Required task:
Convert the stretch of lines from the one containing "target | stone wall" through the end of the records into a JSON list of strings, one string per line, leaving out blank lines.

Record extracts:
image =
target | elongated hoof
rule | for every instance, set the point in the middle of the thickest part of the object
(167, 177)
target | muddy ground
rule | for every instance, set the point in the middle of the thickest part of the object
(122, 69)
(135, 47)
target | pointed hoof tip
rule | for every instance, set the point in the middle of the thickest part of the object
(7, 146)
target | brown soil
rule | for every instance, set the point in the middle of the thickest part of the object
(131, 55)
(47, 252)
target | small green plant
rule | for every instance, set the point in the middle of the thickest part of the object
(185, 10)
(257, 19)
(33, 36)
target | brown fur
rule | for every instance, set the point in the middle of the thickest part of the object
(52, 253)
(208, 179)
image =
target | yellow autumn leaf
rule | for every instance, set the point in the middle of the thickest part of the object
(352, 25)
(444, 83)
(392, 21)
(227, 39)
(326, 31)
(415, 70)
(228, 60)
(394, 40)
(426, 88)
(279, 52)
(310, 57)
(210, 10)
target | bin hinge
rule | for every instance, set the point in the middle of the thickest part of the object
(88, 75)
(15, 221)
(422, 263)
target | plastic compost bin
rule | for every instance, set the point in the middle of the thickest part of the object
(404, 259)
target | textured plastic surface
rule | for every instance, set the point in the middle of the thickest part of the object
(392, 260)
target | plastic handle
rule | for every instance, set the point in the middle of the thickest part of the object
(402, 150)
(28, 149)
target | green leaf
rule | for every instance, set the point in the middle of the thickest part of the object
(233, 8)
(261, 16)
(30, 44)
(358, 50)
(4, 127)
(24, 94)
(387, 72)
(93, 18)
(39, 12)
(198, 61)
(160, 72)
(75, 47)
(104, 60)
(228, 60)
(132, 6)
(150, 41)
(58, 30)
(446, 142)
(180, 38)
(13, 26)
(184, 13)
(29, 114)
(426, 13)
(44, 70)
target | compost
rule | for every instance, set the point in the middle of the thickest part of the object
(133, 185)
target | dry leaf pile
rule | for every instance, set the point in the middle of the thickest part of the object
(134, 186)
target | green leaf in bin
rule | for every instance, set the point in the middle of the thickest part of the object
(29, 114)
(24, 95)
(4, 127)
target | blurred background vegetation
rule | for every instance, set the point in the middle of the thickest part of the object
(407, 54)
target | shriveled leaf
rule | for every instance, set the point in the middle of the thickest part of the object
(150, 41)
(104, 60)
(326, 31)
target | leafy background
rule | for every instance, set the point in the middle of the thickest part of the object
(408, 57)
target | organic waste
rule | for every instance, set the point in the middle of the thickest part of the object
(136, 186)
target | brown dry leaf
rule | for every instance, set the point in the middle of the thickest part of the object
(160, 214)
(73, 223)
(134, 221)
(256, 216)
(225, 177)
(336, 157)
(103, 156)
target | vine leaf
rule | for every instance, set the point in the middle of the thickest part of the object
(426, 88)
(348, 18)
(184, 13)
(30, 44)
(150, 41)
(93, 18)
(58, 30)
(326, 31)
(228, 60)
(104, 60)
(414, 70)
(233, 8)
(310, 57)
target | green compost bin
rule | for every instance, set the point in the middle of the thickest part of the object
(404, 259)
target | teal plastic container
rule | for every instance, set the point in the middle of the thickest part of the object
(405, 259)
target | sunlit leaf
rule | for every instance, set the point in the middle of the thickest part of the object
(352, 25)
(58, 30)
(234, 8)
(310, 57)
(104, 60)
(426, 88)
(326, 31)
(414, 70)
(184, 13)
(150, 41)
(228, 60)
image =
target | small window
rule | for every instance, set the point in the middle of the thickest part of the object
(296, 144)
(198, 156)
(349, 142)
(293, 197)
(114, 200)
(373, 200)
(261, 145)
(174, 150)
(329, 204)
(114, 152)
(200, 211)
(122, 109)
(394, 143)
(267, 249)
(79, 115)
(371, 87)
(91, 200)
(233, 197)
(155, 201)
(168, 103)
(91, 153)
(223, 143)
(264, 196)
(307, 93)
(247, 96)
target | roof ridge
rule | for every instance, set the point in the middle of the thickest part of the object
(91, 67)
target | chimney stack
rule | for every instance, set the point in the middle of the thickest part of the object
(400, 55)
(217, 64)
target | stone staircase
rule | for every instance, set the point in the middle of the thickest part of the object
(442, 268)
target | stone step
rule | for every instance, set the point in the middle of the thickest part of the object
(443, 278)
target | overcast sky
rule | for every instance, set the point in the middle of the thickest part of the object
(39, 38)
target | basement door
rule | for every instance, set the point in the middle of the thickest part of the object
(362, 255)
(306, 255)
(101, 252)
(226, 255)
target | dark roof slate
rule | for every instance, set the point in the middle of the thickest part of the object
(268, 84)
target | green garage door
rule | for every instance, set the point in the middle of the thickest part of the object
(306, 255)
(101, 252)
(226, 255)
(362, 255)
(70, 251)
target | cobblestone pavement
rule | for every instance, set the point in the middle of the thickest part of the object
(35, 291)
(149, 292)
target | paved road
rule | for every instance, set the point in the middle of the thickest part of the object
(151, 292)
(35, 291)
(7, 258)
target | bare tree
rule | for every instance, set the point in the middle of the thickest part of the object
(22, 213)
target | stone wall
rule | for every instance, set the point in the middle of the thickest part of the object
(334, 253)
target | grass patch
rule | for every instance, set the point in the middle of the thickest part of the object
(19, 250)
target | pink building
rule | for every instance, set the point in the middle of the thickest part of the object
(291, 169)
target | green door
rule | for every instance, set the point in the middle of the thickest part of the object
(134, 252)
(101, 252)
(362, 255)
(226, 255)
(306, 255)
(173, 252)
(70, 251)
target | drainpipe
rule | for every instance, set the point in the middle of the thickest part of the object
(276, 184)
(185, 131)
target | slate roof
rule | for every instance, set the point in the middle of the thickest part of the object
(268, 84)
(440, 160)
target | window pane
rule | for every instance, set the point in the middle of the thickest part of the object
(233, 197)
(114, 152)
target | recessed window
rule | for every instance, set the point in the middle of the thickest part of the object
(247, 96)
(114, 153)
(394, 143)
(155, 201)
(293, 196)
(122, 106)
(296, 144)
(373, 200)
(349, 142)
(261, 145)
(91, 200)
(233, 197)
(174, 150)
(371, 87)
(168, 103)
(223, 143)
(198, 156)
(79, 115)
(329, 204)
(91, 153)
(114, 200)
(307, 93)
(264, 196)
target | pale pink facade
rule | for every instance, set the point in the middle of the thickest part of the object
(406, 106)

Task result:
[
  "target | stone wall",
  "rule | for every instance, set the point in the middle of the thickest part of the object",
  "(334, 253)",
  "target | grass patch",
  "rule | for every instance, set the point in the middle of the thickest part of the object",
  "(19, 250)",
  "target | pink building",
  "rule | for every instance, set the point in the middle of the thickest part of the object",
  "(291, 169)",
  "target | green door",
  "rule | for every instance, set the point in the middle of the thickest part of the object",
  "(134, 252)",
  "(101, 252)",
  "(362, 255)",
  "(226, 255)",
  "(306, 255)",
  "(173, 252)",
  "(70, 251)",
  "target | drainpipe",
  "rule | for every instance, set the point in the middle of the thickest part of the object",
  "(276, 184)",
  "(185, 131)",
  "target | slate roof",
  "rule | for every instance, set the point in the middle of the thickest part of the object",
  "(268, 84)",
  "(440, 160)",
  "target | window pane",
  "rule | for every instance, set the point in the middle of the thickest part of the object",
  "(233, 197)",
  "(114, 152)",
  "target | recessed window",
  "rule | for every instance, set the point in the middle of the thickest part of the object",
  "(247, 96)",
  "(114, 153)",
  "(394, 143)",
  "(155, 201)",
  "(293, 196)",
  "(122, 106)",
  "(296, 144)",
  "(373, 200)",
  "(349, 142)",
  "(261, 145)",
  "(91, 200)",
  "(233, 197)",
  "(174, 150)",
  "(371, 87)",
  "(168, 103)",
  "(223, 143)",
  "(198, 156)",
  "(79, 115)",
  "(329, 204)",
  "(91, 153)",
  "(114, 200)",
  "(307, 93)",
  "(264, 196)",
  "target | pale pink facade",
  "rule | for every instance, set the point in the middle of the thickest part of the object",
  "(406, 106)"
]